══ VORLIEGENDER TEXT

# Automatisierung von Messvorgängen (motion-tracking?)... Hilfe gesucht



## Midian (30. März 2012)

Sehr geehrtes toturials.de-Team und Liebe Forumsmitglieder,

Ich bin ein ziemlicher Anfänger im grafischen Bereich und möchte für die Analyse einer Videoaufzeichnung die Geschwindigkeit der "Bildung" einer Blase in einer Flüssigkeit messen. 

Mit _VideoMach_ habe ich meine AVI-Datei zerschnitten und _Axiovision_ habe ich dafür benutzt, an definierten Punkten innerhalb der Blase deren Durchmesser zu messen. Im Prinzip ist die Änderung des Durchmessers pro Bild mit ein wenig Dreisatz die Geschwindigkeit der Ausbreitung an definierter Stelle.... 

Natürlich ist das ganze etwas komplizierter, aber das Prinzip dürfte in etwa einleuchten. Da ich in naher Zukunft einen Durchlauf von hunderten dieser Bilder (bzw dutzende Videos) habe, würde ich mir wünschen, das ganze ein wenig zu beschleunigen.

Gibt es zB die Möglichkeit, einfach den Umriss der Blase in jedem Bild zu messen und innerhalb dieser Form in definierten Abständen den vertikalen Durchmesser messen zu lassen? Würde mir motion tracking oder Ähnliches dabei helfen, derartige Daten direkt aus dem Video zu lesen? Falls ja, wo wäre eine erste Anlaufstelle?

Ich bin für jede Antwort und jeden kleinen Tipp dankbar!

Liebe Grüße,
Midian


----------



## chmee (2. April 2012)

Wie gut man es automatisieren kann, hängt vom Videomaterial ab.
Hättest Du ein Frame/Screenshot/Bild?

mfg chmee


----------



## erik s. (3. April 2012)

Interessantes Thema, ein Beispiel-Frame für eine Messung würde mich auch interessieren.

Gruß
/erik


----------



## Midian (3. April 2012)

════

§ **ZIEL DER AUFGABE**
Schreibe die Fortsetzung des Forumsthreads zur Blasenmessung im Anschluss an seine letzte Zeile. Die anschließenden Einträge sind eigenständiges Material und gehören nicht zum Forumsthread zur Blasenmessung.

══ EXTRAHIERTE EINTRÄGE

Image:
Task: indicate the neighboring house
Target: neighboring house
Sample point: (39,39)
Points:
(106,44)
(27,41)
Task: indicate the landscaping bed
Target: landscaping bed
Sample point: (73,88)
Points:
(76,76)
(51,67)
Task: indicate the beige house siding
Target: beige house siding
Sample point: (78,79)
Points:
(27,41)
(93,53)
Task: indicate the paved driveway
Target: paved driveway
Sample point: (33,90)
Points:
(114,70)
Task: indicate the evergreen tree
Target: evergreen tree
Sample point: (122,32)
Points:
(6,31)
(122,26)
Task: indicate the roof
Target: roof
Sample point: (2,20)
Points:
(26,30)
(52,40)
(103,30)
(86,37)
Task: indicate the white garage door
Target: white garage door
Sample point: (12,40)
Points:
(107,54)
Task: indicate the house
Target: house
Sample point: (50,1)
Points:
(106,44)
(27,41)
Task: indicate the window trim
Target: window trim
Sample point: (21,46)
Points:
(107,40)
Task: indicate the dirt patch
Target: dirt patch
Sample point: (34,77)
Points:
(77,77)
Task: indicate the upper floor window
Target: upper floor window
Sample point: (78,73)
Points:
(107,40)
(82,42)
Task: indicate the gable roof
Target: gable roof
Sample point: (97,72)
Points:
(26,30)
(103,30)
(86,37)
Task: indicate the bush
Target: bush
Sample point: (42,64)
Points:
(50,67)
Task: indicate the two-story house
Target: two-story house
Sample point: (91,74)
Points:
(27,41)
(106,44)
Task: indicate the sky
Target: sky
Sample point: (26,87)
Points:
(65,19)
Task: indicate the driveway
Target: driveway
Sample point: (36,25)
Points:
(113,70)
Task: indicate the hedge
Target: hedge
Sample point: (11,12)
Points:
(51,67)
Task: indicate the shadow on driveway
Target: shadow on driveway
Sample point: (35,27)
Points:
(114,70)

════

§ **LÖSUNG DER AUFGABE**
Allein aus rechtlichen Gründen kann ich das Videomaterial nicht veröffentlichen, aber ich fühle mich da auch jemandem gegenüber verpflichtet.

...Allerdings kann ich ein paar (mehr oder minder) technische Daten beigeben. Die Auflösung beträgt 768x612 und die blase füllt bei Vollbild mit relativ klarer kontur abgrenzbar bei 17" einen Bereich von 5 bis 20 centimetern. Desweiteren steht die Kamera natürlich still und es tut sich lediglich im mittleren Drittel des Bildschirms etwas. Zwar kann ich das fachlich auf wenig Erfahrung stützen, aber ich denke, dass die Bewegung leicht von Tracking-software erkannt werden würde.

Falls es noch andere Details gibt, die nützlich wären, werde ich gerne darauf antworten.

Viele Grüße


----------



## chmee (3. April 2012)

Abhängig davon wie gut das Objekt vom Hintergrund isolierbar ist, kann der Algorithmus gut oder schlecht arbeiten.  Tatsächlich sind die besten Algorithmen bei OpenCV zu finden, einige lassen sich zB mit vvvv nutzen. Man baut sich den "Patch" zusammen und erhält nach dem Durchlauf die Daten wahlweise in einer Textdatei. Dann gäbe es noch MathLab, mit dem sollte es auch gehen.

cluster - Eine Node für vvvv für die Erkennung/Isolierung mehrerer Objekte auf Basis von DBSCAN

http://www.tutorials.de/coders-talk/371020-punkteansammlung-zusammenfassen.html
bzw.
http://vvvv.org/contribution/cluster

mfg chmee


----------



## Midian (3. April 2012)

Danke, chmee!!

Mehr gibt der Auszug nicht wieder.